## To do
1. Retype the Belinus Line article from "The Belinus Line" to "the male current." without changing a character.
2. Show every line of the listing that contains the string "masks", matching case exactly.

Dowsing Belinus

The Belinus Line is a long-distance alignment, similar to the Michael Line, running the length of the UK from the Isle of Wight up to Inverhope on the north coast of Scotland, passing through Winchester, Birmingham, Manchester, Carlisle, Dunfermline, Pitlochry and Lairg on the way. Like the Michael Line, it has twin male and female serpentine energy currents weaving around the straight line and connecting many ancient sites.

Gary Biltcliffe has been researching this alignment for around 20 years now, and his book documenting his odyssey is almost completed. Have a look at his website for more information. Gary and Caroline were recently visiting Scotland to do some final checks on some of the sites, and were graceful enough to invite me along for the day to dowse some of the sites on the male current.

At the annual Conference of the British Society of Dowsers in 2010, Gary gave a presentation about his research to date. A podcast of that talk is available – click here.

## Extracted records

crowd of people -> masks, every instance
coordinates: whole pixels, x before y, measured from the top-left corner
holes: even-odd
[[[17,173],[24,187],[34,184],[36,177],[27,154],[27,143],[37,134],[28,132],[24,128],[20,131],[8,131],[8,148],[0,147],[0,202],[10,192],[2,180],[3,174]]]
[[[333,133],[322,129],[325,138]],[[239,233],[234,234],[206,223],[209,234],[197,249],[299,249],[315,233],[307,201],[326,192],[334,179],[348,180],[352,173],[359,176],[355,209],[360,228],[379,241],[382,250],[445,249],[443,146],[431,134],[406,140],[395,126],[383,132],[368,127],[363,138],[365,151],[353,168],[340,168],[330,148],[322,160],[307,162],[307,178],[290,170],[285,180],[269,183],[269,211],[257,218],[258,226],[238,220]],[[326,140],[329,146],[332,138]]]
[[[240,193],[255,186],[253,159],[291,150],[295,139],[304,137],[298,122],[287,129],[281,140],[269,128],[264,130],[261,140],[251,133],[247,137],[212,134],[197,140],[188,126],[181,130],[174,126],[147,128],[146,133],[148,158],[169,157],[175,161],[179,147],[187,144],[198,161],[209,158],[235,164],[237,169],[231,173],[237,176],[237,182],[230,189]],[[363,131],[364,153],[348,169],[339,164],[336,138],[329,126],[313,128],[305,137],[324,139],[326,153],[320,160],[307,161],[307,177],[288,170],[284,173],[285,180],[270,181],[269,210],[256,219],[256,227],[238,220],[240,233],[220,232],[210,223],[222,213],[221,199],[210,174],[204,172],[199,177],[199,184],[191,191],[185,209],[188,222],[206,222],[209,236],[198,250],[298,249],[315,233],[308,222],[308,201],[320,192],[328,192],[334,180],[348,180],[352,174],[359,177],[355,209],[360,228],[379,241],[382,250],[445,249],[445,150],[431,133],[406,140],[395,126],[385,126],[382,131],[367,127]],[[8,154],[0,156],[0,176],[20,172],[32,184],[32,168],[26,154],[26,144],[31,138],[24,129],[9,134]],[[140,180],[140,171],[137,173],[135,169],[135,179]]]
==
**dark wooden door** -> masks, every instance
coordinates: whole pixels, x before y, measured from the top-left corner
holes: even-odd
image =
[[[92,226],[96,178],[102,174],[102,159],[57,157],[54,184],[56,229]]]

## Exercise results
1.
The Belinus Line is a long-distance alignment, similar to the Michael Line, running the length of the UK from the Isle of Wight up to Inverhope on the north coast of Scotland, passing through Winchester, Birmingham, Manchester, Carlisle, Dunfermline, Pitlochry and Lairg on the way. Like the Michael Line, it has twin male and female serpentine energy currents weaving around the straight line and connecting many ancient sites.

Gary Biltcliffe has been researching this alignment for around 20 years now, and his book documenting his odyssey is almost completed. Have a look at his website for more information. Gary and Caroline were recently visiting Scotland to do some final checks on some of the sites, and were graceful enough to invite me along for the day to dowse some of the sites on the male current.

2.
crowd of people -> masks, every instance
**dark wooden door** -> masks, every instance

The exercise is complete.